### [EXCERPTED PASSAGE]
▬▬▬▬▬▬▬▬▬▬
Are there any ideas that can't possibly be expressed using language.
Imagine that one day, you get the best idea in the world. You go to tell your friend, but then you realize something: You don't have any words to describe your idea. Is this scenario possible?
I can only think of one example of an idea that can't possibly be expressed using language. The idea of infinity can't be properly expressed using language, but then again, infinity is a word.
Anyway, what do you think?
I can only think of one example of an idea that can't possibly be expressed using language. The idea of infinity can't be properly expressed using language, but then again, infinity is a word.
Anyway, what do you think?
Comments (21)
Quoting Scarecow
The word exists because the concept was not only imagined but communicated.
It's possible to forget words, stutter, or have a neurological disorder, paralysis, brain damage etc. that makes it difficult or impossible to express thoughts.
▬▬▬▬▬▬▬▬▬▬
### [RECORDS SUPPLIED]
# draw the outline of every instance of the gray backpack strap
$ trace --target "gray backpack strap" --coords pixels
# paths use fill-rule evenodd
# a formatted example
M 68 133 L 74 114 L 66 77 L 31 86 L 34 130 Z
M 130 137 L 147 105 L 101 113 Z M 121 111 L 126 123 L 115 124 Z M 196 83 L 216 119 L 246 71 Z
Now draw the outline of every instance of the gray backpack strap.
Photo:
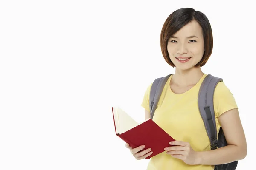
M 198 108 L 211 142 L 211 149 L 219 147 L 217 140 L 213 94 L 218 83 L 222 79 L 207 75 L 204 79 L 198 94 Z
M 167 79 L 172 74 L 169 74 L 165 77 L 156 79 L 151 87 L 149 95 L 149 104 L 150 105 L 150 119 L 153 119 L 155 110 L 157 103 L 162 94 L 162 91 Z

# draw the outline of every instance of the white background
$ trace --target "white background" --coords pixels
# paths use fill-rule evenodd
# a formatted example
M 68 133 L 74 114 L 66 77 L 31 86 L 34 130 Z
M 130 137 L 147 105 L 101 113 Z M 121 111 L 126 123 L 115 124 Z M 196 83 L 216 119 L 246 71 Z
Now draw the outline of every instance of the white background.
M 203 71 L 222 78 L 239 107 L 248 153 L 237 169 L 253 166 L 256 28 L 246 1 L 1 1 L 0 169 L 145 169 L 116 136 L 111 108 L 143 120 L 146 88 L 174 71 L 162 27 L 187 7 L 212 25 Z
▬▬▬▬▬▬▬▬▬▬
### [WRITTEN REQUEST A]
Can you rewrite the discussion about ideas beyond language from "Imagine that one" to "this scenario possible?", putting "teacher" in place of "friend"?
### [WRITTEN REQUEST B]
Could you carry the discussion about ideas beyond language forward from its last line?

### [RESULT A]
Imagine that one day, you get the best idea in the world. You go to tell your teacher, but then you realize something: You don't have any words to describe your idea. Is this scenario possible?

### [RESULT B]
It is also possible that you feel that you get the best idea, but when you're about to express it, there is nothing to express. The feeling was just evoked by a wish or fantasy about what it might be like to have the best idea.
Theoretically, however, anything can be expressed.
See:
:up:
Supose this were to occur, so that you had an idea that was inexpressible.
Call that idea "X".
You now have an expression for X.
Hence, X is expressible.
What do you expect from an expression? Expressing my subjectivity is to exemplify some property that it has, e.g. its first person point of view. So, I'll draw a perspective picture of what I see from my point of view, or describe it with words. Its subjective mode of existing doesn't prevent me from expressing it in epistemically objective ways.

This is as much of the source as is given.